**SOURCE DOCUMENT**:
--- START ---

Field calculationEdit

VectorFieldPlot provides formulas to calculate the field at any given point in the image plane. The user can put together some given field-generating elements as charges or wires. The fields of those elements are added together and constitute the total field.

Field line integrationEdit

Each field line starts at a user-given point. It is then carried forward using the classical fourth order Runge-Kutta method with stepsize adaption. Well, scipy does provide us a routine for things like that, namely odeint. Nevertheless VectorFieldPlot uses it's own routine, since there are tons of special cases like singularities, edges or loop closure, which all need their special treatment.

The integration steps from point to point until it exceeds some given limits, hits a singularity or closes a loop. After that, a dense output routine is provided, which makes the complete fieldline accessible as an efficient parametric function.

With some field elements there occur non differentiable locations. In this cases VectorFieldPlot provides some sophisticated routines to detect that, locate them precisely and walk right over them without generating significant errors.

Polyline creationEdit

VectorFieldPlot is supposed to create vector output. Hence all paths need to be represented in an adequate way. Cubic bezier curves are one way to do this, but the inconvenience to adapt them to a given curve within given accuracy limits has made simple straight line segments the first choice. VectorFieldPlot runs an iterative process of putting line segments on the path, meassuring the resulting errors and accordingly adapting the segment length. The result is a quite memory efficient path, that satisfies given accuracy requirements well beyond observable deviations.

Image exportEdit

VectorFieldPlot uses the lxml library to generate xml and especially svg code. All image elemets are translated into the svg language and written to the image file. The vector images can be viewed directly by firefox, eye of gnome, rsvg-view and many more. Graphics programes like gimp allow for conversation to png raster images if necessary.

UsageEdit

VectorFieldPlot is used by pasting your image-defining code right at the end of the program file. With a python environment installed, the program can be executed directly and your image file will be written to the local directory.

The definition of an image inside of VectorFieldPlot basically consists of three steps:

Setting up the fieldEdit

Create the image document:

doc = FieldplotDocument('VFPt charges plus minus', width=800, height=600, unit=100)

This intances the FieldplotDocument class which represents an image environment and has the ability to be written to an image file later on.
parameters of FieldplotDocument:

  • name: Name of the image and the file it will be saved to
  • width (800): width of the image in pixels
  • height (600): height of the image in pixels
  • digits (3.8): accuracy of the field lines in units, used for calculating the space between points and rounding of numbers. It is recommended to use 2 < digits ≤ 5
  • unit (100): number of pixels of one unit
  • center ([width/2, height/2]): position of the coordinate system center in pixels
  • licence ('cc-by-sa'): licence of the image ('cc-by-sa' and None are provided)

--- END ---

**AVAILABLE DATA**:

--- START ---

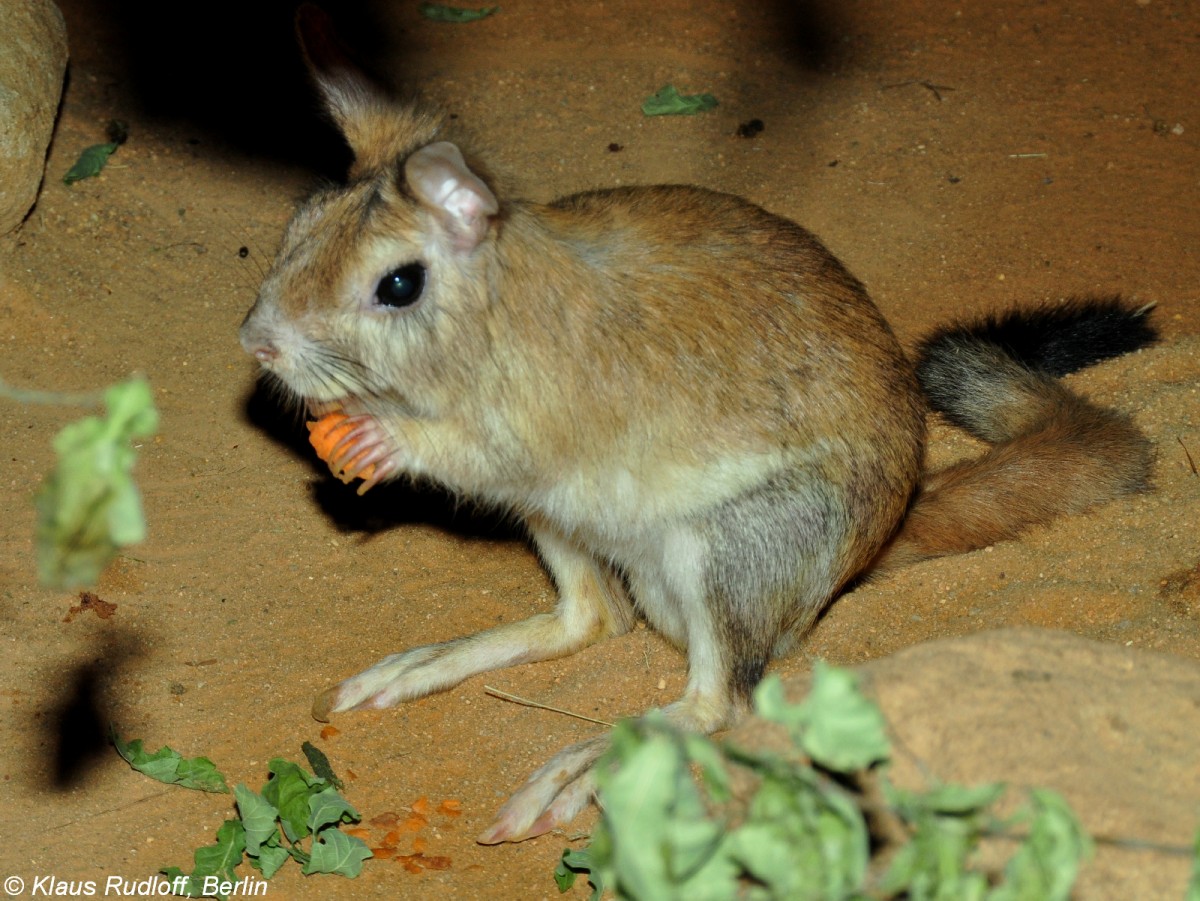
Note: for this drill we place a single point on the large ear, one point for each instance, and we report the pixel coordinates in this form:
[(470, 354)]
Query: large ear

--- END ---

**TASK INSTRUCTIONS**:
- 1) According to the VectorFieldPlot description, why does the program use its own field line routine rather than scipy's odeint? Answer in one to three sentences.
- 2) Do these statements agree with the VectorFieldPlot description? Answer yes or no for each, and quote the words from the description that decide it.
(a) Straight line segments were chosen over cubic bezier curves for drawing paths.
(b) The default width of the image is 600 pixels.
(c) When the program runs, the image file is written to the local directory.
The listing has no connection to the VectorFieldPlot description.

**FINAL ANSWERS**:
- 1) VectorFieldPlot uses its own routine because there are many special cases, such as singularities, edges or loop closure. Each of these needs its own special treatment.

- 2)
(a) Yes: "has made simple straight line segments the first choice"
(b) No: "width (800): width of the image in pixels"
(c) Yes: "your image file will be written to the local directory"